──────── Text ────────

The Night Masquerade by Nnedi OkoraforMy rating: 4 of 5 stars
This is third instalment of the Binti series, and the first thing I should say is that I’m impressed that overall story arc didn’t follow the path I expected. The original novella (which I loved) seemed like a set-up to follow Binti and her alien enemy-turned-friend Okwu as they studied far-out science at Oozma Uni. Instead, the series has focused on Binti’s struggle to understand her increasingly complicated identity, and how difficult it is to cling to cultural traditions whilst simultaneously trying to move beyond them – which is far more interesting.
The Night Masquerade takes place where Home left off, as Binti – transformed by her experience in the desert – rushes home to her family, who are in danger as the ancient war between the Earth-based Khoush and the Meduse (Okwu’s people) threatens to reignite, with Binti’s tribe (the Himba) caught in the crossfire.
The resulting story is both fascinating and somewhat frustrating – one key plot twist just seemed too obvious a thing for the characters to have overlooked, while another key plot twist was not only predictable but came off as a little contrived to me. Which might not count against it except that the first two books didn’t have that particular issue, so it’s a little disappointing in that regard. That said, warts and all, it’s still an exciting, page-turning finale to an excellent character-driven series.
The Dispatcher by John ScalziMy rating: 4 of 5 stars
This novella was initially written as an audio book, then later released as a print/e-book, rather than the other way round. I read the e-book version, and on the one hand I can sort of tell it was initially written to be heard rather than read – the narrative skews towards dialogue over action and doesn’t spend a lot of time on description. On the other hand, Scalzi’s books almost always tend to be dialogue-driven, so I’m not sure I would have guessed it started life as an audio book if I hadn’t already known that.
Apart from the format experiment, this is also something of a departure for Scalzi as he tries his hand at urban fantasy/police procedural with a weird but interesting premise: people who are killed by other people – intentionally or otherwise – come back to life unharmed (or at least in the condition they were in a few hours before they were killed), although 999 times out 1,000 they stay dead. One eventual result of this new reality is the creation of an agency that employs ‘dispatchers’ – agents authorized by the govt to humanely kill critically injured or ill people in order to save them.

──────── Records shown ────────

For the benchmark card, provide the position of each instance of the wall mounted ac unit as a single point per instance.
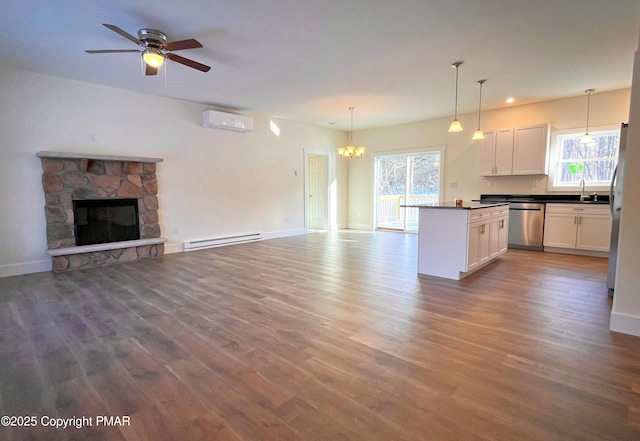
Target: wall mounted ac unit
(226, 121)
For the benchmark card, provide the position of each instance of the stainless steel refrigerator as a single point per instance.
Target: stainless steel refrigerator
(615, 203)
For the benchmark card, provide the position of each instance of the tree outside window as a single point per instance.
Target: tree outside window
(593, 162)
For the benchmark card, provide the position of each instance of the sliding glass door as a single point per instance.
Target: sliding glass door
(405, 179)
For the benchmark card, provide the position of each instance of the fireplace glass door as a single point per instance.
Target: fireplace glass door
(106, 220)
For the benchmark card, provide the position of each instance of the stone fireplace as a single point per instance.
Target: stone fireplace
(69, 177)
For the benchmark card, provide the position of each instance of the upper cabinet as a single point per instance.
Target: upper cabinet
(515, 151)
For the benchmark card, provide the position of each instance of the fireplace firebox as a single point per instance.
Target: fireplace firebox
(105, 220)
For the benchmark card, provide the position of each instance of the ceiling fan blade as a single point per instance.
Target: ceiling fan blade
(150, 70)
(110, 51)
(188, 62)
(182, 44)
(125, 34)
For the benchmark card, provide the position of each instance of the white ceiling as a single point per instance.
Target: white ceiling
(310, 60)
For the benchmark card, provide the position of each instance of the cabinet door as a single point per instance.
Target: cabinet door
(473, 258)
(488, 154)
(530, 148)
(560, 230)
(594, 232)
(499, 239)
(504, 151)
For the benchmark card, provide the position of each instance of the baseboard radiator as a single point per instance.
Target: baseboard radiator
(191, 245)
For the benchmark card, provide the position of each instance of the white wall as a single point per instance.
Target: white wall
(462, 156)
(212, 183)
(625, 316)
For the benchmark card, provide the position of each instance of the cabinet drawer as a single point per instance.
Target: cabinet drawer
(578, 208)
(500, 211)
(479, 214)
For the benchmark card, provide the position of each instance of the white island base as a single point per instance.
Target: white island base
(454, 242)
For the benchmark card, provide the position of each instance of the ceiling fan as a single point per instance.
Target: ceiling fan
(155, 49)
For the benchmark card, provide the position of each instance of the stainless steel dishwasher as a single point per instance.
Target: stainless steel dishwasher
(526, 225)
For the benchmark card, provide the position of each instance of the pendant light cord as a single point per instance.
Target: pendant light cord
(480, 82)
(588, 92)
(351, 132)
(455, 110)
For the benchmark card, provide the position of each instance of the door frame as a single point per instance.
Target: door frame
(325, 208)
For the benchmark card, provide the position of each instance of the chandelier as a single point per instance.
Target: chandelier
(350, 151)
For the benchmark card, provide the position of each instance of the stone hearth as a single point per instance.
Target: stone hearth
(73, 176)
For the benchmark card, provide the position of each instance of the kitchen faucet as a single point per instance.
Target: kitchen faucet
(583, 197)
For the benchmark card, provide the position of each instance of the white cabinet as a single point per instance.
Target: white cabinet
(454, 242)
(515, 151)
(577, 227)
(496, 158)
(479, 232)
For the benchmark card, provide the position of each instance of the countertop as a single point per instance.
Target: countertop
(470, 205)
(543, 198)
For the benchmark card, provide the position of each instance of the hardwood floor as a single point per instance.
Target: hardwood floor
(319, 337)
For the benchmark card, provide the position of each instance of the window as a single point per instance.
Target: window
(405, 179)
(573, 161)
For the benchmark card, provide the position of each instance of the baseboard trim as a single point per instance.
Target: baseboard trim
(285, 233)
(19, 269)
(625, 323)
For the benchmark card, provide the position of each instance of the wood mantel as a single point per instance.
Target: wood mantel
(96, 157)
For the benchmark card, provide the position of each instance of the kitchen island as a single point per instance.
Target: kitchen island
(457, 240)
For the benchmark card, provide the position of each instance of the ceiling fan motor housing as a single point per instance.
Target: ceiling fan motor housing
(152, 37)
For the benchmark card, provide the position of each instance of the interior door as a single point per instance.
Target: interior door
(317, 207)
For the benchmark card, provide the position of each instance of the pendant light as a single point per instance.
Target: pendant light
(586, 138)
(478, 133)
(455, 124)
(350, 151)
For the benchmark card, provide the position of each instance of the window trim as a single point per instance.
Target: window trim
(553, 159)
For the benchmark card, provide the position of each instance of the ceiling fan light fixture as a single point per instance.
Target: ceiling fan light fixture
(153, 57)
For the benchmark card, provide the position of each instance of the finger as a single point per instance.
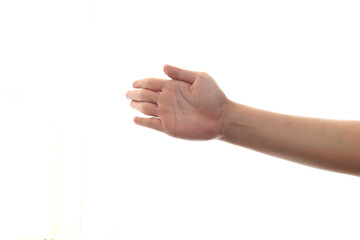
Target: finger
(153, 123)
(145, 107)
(180, 74)
(143, 95)
(153, 84)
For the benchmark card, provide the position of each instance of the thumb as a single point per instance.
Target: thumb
(180, 74)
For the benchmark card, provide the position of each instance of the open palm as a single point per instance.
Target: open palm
(190, 106)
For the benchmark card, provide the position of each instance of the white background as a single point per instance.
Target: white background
(73, 165)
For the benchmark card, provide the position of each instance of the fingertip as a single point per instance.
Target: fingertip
(136, 120)
(135, 84)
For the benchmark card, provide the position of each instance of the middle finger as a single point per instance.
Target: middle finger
(143, 95)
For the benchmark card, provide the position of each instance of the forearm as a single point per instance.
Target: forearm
(328, 144)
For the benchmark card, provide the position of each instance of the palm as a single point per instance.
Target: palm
(190, 106)
(192, 111)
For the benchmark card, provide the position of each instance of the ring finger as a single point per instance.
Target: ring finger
(145, 107)
(143, 95)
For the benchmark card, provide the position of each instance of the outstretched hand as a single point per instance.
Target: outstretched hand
(189, 106)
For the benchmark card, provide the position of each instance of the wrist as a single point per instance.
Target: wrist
(235, 123)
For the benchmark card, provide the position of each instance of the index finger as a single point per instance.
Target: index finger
(153, 84)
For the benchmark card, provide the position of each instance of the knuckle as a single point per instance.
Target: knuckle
(203, 74)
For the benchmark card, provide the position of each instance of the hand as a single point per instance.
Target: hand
(190, 106)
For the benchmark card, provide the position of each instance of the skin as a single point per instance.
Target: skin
(192, 106)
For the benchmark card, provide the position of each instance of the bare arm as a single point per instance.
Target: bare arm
(328, 144)
(192, 106)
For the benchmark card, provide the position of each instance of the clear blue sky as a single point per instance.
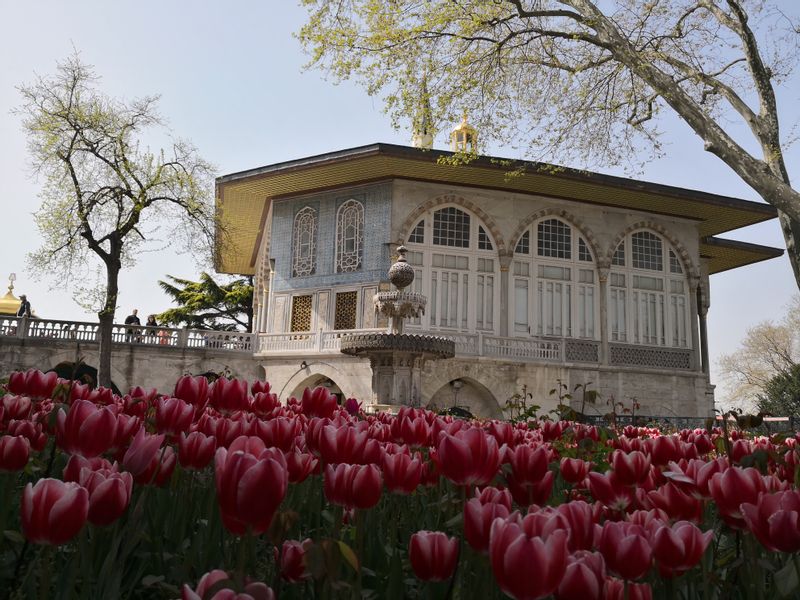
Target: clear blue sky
(230, 79)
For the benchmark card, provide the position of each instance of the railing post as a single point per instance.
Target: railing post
(22, 328)
(183, 337)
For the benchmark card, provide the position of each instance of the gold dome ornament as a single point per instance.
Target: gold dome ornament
(9, 304)
(464, 137)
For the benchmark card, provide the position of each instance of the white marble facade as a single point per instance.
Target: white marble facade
(535, 290)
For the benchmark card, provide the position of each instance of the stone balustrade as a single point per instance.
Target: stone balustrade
(323, 342)
(135, 335)
(549, 350)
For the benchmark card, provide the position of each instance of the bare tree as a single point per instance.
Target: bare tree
(769, 349)
(580, 78)
(104, 195)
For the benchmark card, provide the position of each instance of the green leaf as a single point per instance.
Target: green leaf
(14, 536)
(349, 555)
(786, 580)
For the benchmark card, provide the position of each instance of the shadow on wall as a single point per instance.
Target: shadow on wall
(318, 380)
(468, 393)
(81, 372)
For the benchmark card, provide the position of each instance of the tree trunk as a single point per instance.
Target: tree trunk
(106, 317)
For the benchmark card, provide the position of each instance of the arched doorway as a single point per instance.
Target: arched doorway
(318, 380)
(468, 393)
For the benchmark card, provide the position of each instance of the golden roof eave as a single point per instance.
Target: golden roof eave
(723, 255)
(244, 197)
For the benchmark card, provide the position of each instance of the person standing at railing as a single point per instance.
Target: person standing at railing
(132, 319)
(24, 307)
(151, 333)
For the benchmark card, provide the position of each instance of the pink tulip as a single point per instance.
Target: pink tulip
(630, 468)
(292, 560)
(15, 407)
(193, 390)
(433, 555)
(196, 450)
(528, 464)
(478, 519)
(353, 486)
(76, 463)
(142, 452)
(86, 430)
(173, 416)
(300, 465)
(574, 470)
(53, 512)
(775, 520)
(679, 548)
(14, 453)
(733, 488)
(401, 473)
(159, 471)
(584, 578)
(280, 432)
(469, 457)
(318, 403)
(625, 548)
(513, 554)
(109, 494)
(33, 432)
(249, 489)
(214, 579)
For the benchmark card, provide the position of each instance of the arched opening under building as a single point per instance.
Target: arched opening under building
(469, 394)
(318, 380)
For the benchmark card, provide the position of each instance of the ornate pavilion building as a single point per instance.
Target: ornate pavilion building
(552, 276)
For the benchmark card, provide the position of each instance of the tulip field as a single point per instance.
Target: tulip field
(220, 491)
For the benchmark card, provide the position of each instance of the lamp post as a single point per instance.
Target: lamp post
(456, 384)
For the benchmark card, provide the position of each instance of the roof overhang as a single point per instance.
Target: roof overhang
(244, 197)
(723, 255)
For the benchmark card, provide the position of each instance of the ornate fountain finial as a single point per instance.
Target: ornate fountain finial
(401, 274)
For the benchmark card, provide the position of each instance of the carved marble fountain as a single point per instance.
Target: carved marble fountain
(397, 358)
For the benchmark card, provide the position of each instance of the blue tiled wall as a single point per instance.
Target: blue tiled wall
(375, 262)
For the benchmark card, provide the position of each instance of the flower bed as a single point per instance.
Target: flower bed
(220, 491)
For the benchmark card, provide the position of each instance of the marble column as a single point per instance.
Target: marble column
(602, 275)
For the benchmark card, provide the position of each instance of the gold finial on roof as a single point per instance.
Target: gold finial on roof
(9, 304)
(463, 137)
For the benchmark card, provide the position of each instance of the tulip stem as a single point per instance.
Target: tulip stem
(7, 481)
(359, 548)
(44, 582)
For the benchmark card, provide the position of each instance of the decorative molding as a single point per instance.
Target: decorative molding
(565, 215)
(647, 356)
(689, 267)
(581, 351)
(486, 219)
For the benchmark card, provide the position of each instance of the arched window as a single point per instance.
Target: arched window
(456, 266)
(304, 242)
(553, 289)
(648, 293)
(349, 236)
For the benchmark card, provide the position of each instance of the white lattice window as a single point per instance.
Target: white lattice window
(304, 242)
(524, 244)
(349, 236)
(646, 251)
(554, 239)
(457, 268)
(648, 301)
(554, 292)
(451, 227)
(417, 235)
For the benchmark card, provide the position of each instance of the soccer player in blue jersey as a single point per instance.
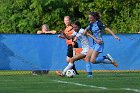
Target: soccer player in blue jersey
(97, 28)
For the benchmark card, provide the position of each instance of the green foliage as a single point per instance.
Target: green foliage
(26, 16)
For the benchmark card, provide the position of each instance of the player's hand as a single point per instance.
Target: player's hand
(59, 36)
(98, 41)
(117, 38)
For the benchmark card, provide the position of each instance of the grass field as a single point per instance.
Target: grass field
(102, 82)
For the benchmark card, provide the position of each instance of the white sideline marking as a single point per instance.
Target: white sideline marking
(103, 88)
(134, 90)
(78, 84)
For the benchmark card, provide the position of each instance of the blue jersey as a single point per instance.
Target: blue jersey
(97, 29)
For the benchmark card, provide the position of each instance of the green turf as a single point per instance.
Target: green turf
(11, 82)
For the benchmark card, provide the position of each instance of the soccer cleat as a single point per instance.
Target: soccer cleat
(109, 57)
(89, 76)
(59, 73)
(115, 64)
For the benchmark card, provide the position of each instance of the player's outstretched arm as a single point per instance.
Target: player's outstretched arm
(111, 32)
(68, 37)
(96, 40)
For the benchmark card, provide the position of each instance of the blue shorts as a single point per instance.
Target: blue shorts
(98, 47)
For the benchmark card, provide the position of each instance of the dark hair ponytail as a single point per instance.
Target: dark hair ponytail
(77, 23)
(96, 15)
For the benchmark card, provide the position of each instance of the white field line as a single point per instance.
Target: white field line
(91, 86)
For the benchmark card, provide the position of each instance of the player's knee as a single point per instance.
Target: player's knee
(93, 61)
(72, 60)
(68, 60)
(87, 59)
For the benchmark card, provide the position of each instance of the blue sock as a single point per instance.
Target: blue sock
(102, 60)
(89, 68)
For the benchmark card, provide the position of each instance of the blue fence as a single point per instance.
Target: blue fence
(42, 52)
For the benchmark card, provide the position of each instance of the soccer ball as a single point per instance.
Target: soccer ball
(70, 73)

────────

What is required. Update the passage of the book reviews that opens with the words containing "The Night Masquerade by" and closes with "far more interesting." by putting "Oozma University" in place of "Oozma Uni".

Reply.
The Night Masquerade by Nnedi OkoraforMy rating: 4 of 5 stars
This is third instalment of the Binti series, and the first thing I should say is that I’m impressed that overall story arc didn’t follow the path I expected. The original novella (which I loved) seemed like a set-up to follow Binti and her alien enemy-turned-friend Okwu as they studied far-out science at Oozma University. Instead, the series has focused on Binti’s struggle to understand her increasingly complicated identity, and how difficult it is to cling to cultural traditions whilst simultaneously trying to move beyond them – which is far more interesting.